(TEXT BLOCK)
★ ★ ★ ★
Best known in the United States for his visionary short film La Jetée, Chris Marker spearheaded the bourgeoning Nouvelle Vague scene in the late 1950s. His distinctive style and use of still images place him among the postwar era's most influential European filmmakers. His fearless political cinema, meanwhile, provided a bold model for other activist filmmakers.

Nora M. Alter investigates the core themes and motivations behind an unpredictable and transnational career that defies easy classification. A photographer, multimedia artist, writer, broadcaster, producer, and organizer, Marker cultivated an artistic dynamism and always-changing identity. "I am an essayist," Marker once said, and his 1953 debut filmic essay The Statues Also Die (with Alain Resnais) exposed the European art market's complicity in atrocities in the former Belgian Congo. Ranging geographically as well as artistically, Marker's travels led to films like the classic Sans Soleil and Sunday in Peking. His decades-long struggle against global injustice involved him with Night and Fog, Le Joli Mai, Far from Vietnam, Le fond du l'air est Rouge, and Prime Time in the Camps.
★ ★ ★ ★
[Lines of data]
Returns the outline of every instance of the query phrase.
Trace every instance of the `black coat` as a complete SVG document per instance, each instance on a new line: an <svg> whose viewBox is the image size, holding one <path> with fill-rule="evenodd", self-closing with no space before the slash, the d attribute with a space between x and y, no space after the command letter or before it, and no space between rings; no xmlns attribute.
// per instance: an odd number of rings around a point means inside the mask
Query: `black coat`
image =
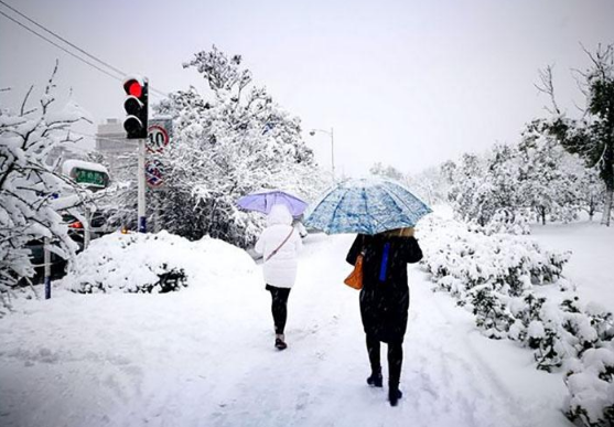
<svg viewBox="0 0 614 427"><path fill-rule="evenodd" d="M409 310L407 264L422 259L422 250L413 237L359 234L346 260L354 265L360 252L364 252L360 317L365 333L379 341L400 343ZM385 252L387 261L383 263Z"/></svg>

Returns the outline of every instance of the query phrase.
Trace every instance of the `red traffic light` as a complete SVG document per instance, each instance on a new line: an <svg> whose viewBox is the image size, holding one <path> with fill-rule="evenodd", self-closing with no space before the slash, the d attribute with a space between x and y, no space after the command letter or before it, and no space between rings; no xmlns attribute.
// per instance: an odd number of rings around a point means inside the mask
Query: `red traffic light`
<svg viewBox="0 0 614 427"><path fill-rule="evenodd" d="M123 121L128 139L147 138L148 124L148 81L144 77L128 77L123 82L123 90L126 90L126 100L123 108L128 117Z"/></svg>
<svg viewBox="0 0 614 427"><path fill-rule="evenodd" d="M126 93L128 95L132 95L136 96L137 98L140 98L141 95L143 94L143 86L142 84L137 81L137 79L129 79L123 84L123 89L126 90Z"/></svg>

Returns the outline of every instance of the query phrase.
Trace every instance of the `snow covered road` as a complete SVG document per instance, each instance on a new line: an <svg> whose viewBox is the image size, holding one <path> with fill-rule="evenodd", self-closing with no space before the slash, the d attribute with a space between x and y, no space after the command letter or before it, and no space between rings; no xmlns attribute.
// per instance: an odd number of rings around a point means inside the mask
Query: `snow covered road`
<svg viewBox="0 0 614 427"><path fill-rule="evenodd" d="M259 269L172 295L58 291L24 305L0 321L0 425L570 426L560 375L480 335L418 267L405 396L390 407L365 383L358 292L342 284L351 243L308 238L284 352Z"/></svg>

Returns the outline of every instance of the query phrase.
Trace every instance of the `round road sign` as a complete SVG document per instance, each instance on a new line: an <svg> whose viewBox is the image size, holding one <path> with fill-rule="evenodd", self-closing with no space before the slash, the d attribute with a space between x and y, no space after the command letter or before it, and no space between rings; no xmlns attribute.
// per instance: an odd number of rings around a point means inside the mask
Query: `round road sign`
<svg viewBox="0 0 614 427"><path fill-rule="evenodd" d="M147 150L161 152L169 145L169 132L160 125L151 125L148 130Z"/></svg>
<svg viewBox="0 0 614 427"><path fill-rule="evenodd" d="M146 180L151 189L158 189L163 183L162 179L162 163L158 160L150 160L146 163Z"/></svg>

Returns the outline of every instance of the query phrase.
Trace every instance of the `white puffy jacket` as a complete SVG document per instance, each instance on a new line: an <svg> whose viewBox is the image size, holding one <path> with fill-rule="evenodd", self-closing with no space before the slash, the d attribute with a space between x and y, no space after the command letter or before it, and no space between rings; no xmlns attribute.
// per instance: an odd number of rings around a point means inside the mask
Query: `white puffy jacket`
<svg viewBox="0 0 614 427"><path fill-rule="evenodd" d="M288 207L276 204L267 217L267 228L254 248L265 259L292 233L290 238L268 261L265 261L265 281L278 288L291 288L297 279L297 254L302 247L299 233L292 227L292 215Z"/></svg>

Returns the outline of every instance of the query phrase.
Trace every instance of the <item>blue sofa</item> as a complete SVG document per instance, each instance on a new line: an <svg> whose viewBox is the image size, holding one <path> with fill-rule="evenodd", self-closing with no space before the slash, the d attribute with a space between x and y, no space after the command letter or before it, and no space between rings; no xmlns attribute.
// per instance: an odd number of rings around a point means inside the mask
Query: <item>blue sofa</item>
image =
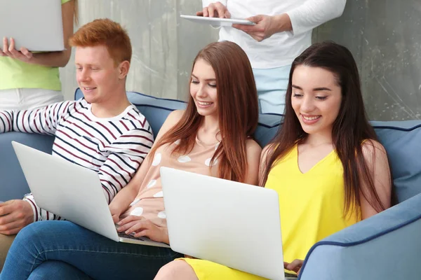
<svg viewBox="0 0 421 280"><path fill-rule="evenodd" d="M76 90L75 99L81 96ZM182 102L137 92L128 96L147 118L155 135L171 111L185 106ZM280 121L279 115L260 115L255 136L262 146L274 136ZM421 279L421 121L372 125L389 154L399 203L314 244L305 260L302 280ZM21 198L29 190L12 140L51 153L53 139L19 132L0 134L3 201Z"/></svg>

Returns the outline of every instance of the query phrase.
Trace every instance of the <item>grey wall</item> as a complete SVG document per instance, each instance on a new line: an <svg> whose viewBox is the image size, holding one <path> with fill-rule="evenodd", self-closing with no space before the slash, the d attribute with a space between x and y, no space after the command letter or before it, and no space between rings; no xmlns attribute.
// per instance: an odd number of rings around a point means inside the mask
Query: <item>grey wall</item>
<svg viewBox="0 0 421 280"><path fill-rule="evenodd" d="M80 24L109 18L128 29L133 46L128 90L185 99L192 62L218 32L179 18L201 8L200 0L79 0ZM421 119L421 1L348 0L343 15L317 28L313 41L332 39L357 62L373 120ZM61 69L72 99L73 57Z"/></svg>
<svg viewBox="0 0 421 280"><path fill-rule="evenodd" d="M313 32L352 52L372 120L421 119L421 1L348 0Z"/></svg>

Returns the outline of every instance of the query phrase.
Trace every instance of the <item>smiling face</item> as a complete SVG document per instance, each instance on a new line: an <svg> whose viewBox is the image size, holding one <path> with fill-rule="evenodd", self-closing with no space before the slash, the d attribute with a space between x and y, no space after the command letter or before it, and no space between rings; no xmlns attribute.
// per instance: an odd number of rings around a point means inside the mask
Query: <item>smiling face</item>
<svg viewBox="0 0 421 280"><path fill-rule="evenodd" d="M203 59L199 59L194 64L190 83L190 94L200 115L218 116L215 71L210 64Z"/></svg>
<svg viewBox="0 0 421 280"><path fill-rule="evenodd" d="M114 102L116 92L124 85L128 71L125 67L130 64L126 61L116 66L104 46L76 47L75 64L79 86L86 101L92 104Z"/></svg>
<svg viewBox="0 0 421 280"><path fill-rule="evenodd" d="M332 72L305 65L294 69L291 105L306 133L331 134L341 102L342 90Z"/></svg>

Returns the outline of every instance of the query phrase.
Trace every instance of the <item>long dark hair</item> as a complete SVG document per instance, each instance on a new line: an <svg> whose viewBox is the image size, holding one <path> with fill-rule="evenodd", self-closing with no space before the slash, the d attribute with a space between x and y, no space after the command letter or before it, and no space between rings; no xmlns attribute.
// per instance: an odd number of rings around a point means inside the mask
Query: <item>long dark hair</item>
<svg viewBox="0 0 421 280"><path fill-rule="evenodd" d="M367 118L358 69L351 52L330 41L311 46L293 62L286 91L283 125L271 142L272 150L267 156L266 169L260 185L265 185L274 164L286 156L295 144L303 143L308 135L302 130L291 105L293 74L298 65L321 67L330 71L335 74L336 83L341 88L342 102L333 122L332 141L344 170L344 214L361 215L361 195L376 211L384 210L385 207L375 190L373 174L362 150L363 142L373 144L373 141L377 141L377 137ZM374 150L375 153L375 149ZM366 190L361 190L361 182L366 183Z"/></svg>
<svg viewBox="0 0 421 280"><path fill-rule="evenodd" d="M228 41L206 46L194 59L192 71L199 59L210 64L216 79L222 141L210 162L218 158L220 178L243 182L248 172L246 142L253 137L259 115L258 93L250 62L238 45ZM158 147L178 139L180 143L174 152L185 154L192 150L203 120L189 96L181 119L152 148L150 158L153 158Z"/></svg>

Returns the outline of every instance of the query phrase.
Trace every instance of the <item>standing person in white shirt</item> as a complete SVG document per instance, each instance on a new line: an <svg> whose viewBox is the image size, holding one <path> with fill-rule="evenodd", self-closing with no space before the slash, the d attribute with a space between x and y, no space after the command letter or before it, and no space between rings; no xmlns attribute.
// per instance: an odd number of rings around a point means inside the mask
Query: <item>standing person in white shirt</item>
★ ★ ★ ★
(OBJECTIVES)
A – In the passage on Chris Marker, who made the 1953 film The Statues Also Die with him?
B – Repeat the passage on Chris Marker from "Best known in" up to and including "other activist filmmakers.".

(FINAL RESULTS)
A – Alain Resnais

B –
Best known in the United States for his visionary short film La Jetée, Chris Marker spearheaded the bourgeoning Nouvelle Vague scene in the late 1950s. His distinctive style and use of still images place him among the postwar era's most influential European filmmakers. His fearless political cinema, meanwhile, provided a bold model for other activist filmmakers.